> _DATASET EXCERPTS_
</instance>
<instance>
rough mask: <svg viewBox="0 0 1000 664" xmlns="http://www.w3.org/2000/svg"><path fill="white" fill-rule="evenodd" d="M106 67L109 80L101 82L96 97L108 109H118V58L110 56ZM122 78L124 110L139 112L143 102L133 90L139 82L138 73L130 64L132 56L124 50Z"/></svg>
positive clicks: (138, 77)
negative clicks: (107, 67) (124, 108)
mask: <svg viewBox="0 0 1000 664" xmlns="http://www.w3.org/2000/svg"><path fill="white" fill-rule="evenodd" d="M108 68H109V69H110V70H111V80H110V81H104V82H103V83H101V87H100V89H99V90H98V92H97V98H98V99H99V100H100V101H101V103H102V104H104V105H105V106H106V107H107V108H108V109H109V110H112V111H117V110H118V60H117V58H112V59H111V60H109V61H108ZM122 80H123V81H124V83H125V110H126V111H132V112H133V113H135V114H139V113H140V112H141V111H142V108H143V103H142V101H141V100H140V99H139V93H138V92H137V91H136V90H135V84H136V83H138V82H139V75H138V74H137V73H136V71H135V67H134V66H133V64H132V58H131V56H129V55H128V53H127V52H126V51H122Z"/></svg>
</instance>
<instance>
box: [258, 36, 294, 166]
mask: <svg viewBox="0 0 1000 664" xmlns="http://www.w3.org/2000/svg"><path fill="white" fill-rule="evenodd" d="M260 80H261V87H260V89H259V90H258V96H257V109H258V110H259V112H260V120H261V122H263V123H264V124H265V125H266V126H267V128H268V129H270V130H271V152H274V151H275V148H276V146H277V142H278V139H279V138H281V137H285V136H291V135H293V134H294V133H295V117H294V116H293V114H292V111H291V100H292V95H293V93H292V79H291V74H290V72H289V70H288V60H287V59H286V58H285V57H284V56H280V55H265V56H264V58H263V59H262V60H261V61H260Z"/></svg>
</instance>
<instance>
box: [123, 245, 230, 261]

> _THE PROBLEM_
Write the opening line of the data above and every line after it, exactly, stopping once you have written the line with "positive clicks: (138, 77)".

> _EXERCISE SOLUTION_
</instance>
<instance>
rough mask: <svg viewBox="0 0 1000 664" xmlns="http://www.w3.org/2000/svg"><path fill="white" fill-rule="evenodd" d="M106 67L109 80L101 82L96 97L108 109H118V58L110 56ZM122 78L124 110L139 112L143 102L133 90L139 82L138 73L130 64L132 56L124 50Z"/></svg>
positive clicks: (138, 77)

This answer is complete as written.